■ **Document extract**:
* * *

Canadian politician (born 1954)

Willard Gerard Ferguson or William A. Ferguson (February 13, 1954 – July 22, 2011) was a Canadian politician in Ontario. He was a member of the Legislative Assembly of Ontario from 1990 to 1994, and served as Minister of Energy in the government of Bob Rae.

==Background==
Ferguson was born in Kitchener. He was a male child in a set of fraternal triplets along with two sisters. His mother, Mary Ferguson had also given birth to twins two years earlier. He attended Conestoga College where he earned a diploma in social work. He worked at the Grandview girls' reform school in the 1970s, and was involved with the Big Brothers Association of Kitchener in 1982–83. He then worked as an employment Councillor at The Working Centre from 1984 to 1988, and was Director of Administration at Dusty's Disposal from 1989 to 1990.

Ferguson competed as an amateur boxer and earned a silver medal in the middle-weight division at the Ontario Winter Games in 1970. His first marriage was to Jeanette with whom he had a son. His son died of cancer at the age of eight. His second marriage to Janet, later produced a daughter.

==Politics==
Ferguson ran for alderman for the Kitchener City Council in 1972 when he was only 18 years old and still in high school at Cameron Heights Collegiate Institute. He ran again in 1979 this time being elected. He remained as city councillor until his election to the provincial legislature in 1990. He was a champion representing the 'little guy' and on one occasion residents of his ward complained about dust coming from gravel being spread on the road. He requested the city spray water to keep the dust down but he was ignored. So he brought in a sack of gravel to a city council meeting and dumped the gravel into a bucket which generated a considerable amount of dust and his point was made.

* * *

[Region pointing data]
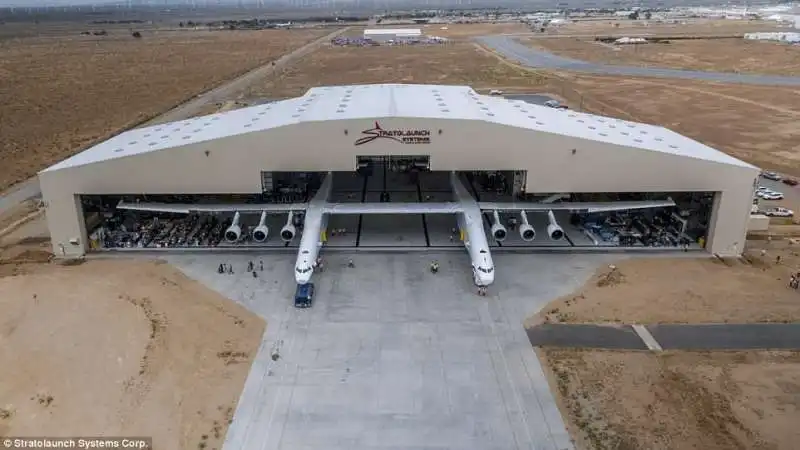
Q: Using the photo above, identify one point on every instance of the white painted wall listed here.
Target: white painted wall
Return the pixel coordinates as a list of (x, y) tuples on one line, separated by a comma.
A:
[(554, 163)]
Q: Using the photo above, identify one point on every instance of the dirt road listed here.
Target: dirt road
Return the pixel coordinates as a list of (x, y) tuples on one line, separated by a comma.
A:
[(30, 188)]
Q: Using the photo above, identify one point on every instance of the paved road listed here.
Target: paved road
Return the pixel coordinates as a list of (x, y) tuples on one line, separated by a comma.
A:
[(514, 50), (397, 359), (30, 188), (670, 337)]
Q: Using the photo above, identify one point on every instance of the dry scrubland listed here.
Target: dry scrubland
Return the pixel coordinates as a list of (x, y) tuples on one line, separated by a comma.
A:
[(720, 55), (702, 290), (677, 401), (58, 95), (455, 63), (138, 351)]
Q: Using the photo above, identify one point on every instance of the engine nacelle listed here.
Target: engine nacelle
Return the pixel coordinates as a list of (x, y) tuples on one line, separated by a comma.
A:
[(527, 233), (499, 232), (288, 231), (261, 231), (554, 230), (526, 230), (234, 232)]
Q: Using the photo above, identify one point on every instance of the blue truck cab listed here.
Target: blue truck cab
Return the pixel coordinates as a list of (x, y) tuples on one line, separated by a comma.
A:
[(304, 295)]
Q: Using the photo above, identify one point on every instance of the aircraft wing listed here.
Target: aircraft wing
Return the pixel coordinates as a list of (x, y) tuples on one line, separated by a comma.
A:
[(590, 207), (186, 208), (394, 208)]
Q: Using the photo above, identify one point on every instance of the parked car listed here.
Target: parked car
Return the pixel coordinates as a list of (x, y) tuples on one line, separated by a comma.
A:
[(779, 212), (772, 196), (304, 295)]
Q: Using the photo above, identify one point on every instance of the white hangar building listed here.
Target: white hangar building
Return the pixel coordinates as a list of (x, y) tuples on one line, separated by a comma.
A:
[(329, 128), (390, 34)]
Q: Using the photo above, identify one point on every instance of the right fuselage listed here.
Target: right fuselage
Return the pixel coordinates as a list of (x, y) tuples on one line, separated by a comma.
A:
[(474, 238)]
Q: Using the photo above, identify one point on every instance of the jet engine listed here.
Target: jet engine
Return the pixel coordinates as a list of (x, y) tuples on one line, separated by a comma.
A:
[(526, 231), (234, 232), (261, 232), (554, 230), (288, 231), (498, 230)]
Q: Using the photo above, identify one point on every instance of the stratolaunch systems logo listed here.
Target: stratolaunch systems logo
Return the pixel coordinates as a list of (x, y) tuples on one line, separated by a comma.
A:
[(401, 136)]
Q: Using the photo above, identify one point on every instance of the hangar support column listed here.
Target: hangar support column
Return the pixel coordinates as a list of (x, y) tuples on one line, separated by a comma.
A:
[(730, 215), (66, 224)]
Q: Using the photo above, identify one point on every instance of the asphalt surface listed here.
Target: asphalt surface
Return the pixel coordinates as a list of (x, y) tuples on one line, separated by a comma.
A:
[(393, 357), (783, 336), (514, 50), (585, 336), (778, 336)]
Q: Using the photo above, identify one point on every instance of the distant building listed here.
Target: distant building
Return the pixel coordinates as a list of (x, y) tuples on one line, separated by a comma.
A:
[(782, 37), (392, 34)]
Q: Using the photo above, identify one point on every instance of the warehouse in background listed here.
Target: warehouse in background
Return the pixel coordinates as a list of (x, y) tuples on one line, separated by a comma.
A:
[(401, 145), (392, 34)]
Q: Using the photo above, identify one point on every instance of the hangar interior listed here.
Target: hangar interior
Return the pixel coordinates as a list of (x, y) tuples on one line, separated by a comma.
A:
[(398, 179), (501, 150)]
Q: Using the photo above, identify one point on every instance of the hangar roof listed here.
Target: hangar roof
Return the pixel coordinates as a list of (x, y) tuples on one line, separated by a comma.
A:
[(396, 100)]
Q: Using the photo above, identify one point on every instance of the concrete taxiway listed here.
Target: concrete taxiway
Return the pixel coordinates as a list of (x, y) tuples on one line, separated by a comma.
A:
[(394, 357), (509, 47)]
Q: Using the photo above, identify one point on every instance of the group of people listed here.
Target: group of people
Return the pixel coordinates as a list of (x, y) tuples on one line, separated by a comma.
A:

* * *

■ **Problems to work on**:
[a] Duplicate the part of the article on Willard Ferguson starting at "Willard Gerard Ferguson" and ending at "of Bob Rae.".
[b] In the article on Willard Ferguson, at which college did Ferguson earn his diploma in social work?
[c] Continue the article on Willard Ferguson, picking up right after its last sentence.
This listing is separate material and has no connection to the article on Willard Ferguson.

■ **Answers to the exercise**:
[a]
Willard Gerard Ferguson or William A. Ferguson (February 13, 1954 – July 22, 2011) was a Canadian politician in Ontario. He was a member of the Legislative Assembly of Ontario from 1990 to 1994, and served as Minister of Energy in the government of Bob Rae.

[b] Conestoga College

[c]
Ferguson ran as a candidate of the federal New Democratic Party in the Canadian general election of 1984, but finished third in the riding of Kitchener behind winner John Reimer by 12,892 votes.

In 1990, Ferguson ran again, this time as the provincial NDP candidate in the riding of Kitchener defeating incumbent Liberal David Cooke by 6,019 votes.

He initially served as a parliamentary assistant to Dave Cooke, the Minister of Housing and Municipal Affairs and was promoted to Minister of Energy on July 31, 1991. In October 1991, Ferguson was involved in a minor controversy surrounding executive compensation at Ontario Hydro. He revealed in the legislature that the salary of the former chairman was $540,000. The Liberal opposition argued that this was a breach of privacy rules and that he should resign. Ferguson refused to resign and referred the issue to the Privacy Commissioner.

On February 13, 1992, Ferguson resigned from the provincial cabinet to deal with allegations that he had committed a sexual assault while working as a guard at Grandview. He was acquitted in 1994. From the time when he was charged to his acquittal he sat as an independent. After his acquittal he was reinstated by the NDP and was appointed as a parliamentary assistant to the Minister of Agriculture, Food and Rural Affairs.

He resigned from the legislature on October 8, 1994, in order to run for mayor of Kitchener but he was defeated. He also tried to get elected to the same council in a 2002 by-election but was again defeated.

===Cabinet positions===

Rae ministry, Province of Ontario (1990–1995)
Cabinet post (1)
| Predecessor | Office | Successor |
| Jenny Carter | Minister of Energy 1991–1992 | Brian Charlton |

==Later life==
After leaving the legislature he held a number of jobs including town manager in northern communities including the hamlet of Grise Fiord, Nunavut. He also consulted on energy issues in South Africa. He struggled with alcoholism which escalated shortly after the death of his son. On Friday July 22, 2011, he experienced heart problems at his brother's place in Kitchener and died shortly thereafter. A memorial service was held at the St. Joseph's Church in Kitchener on July 26, 2011. On October 17, Queens Park honored Ferguson with a Parliamentary tribute for his service to the Legislature.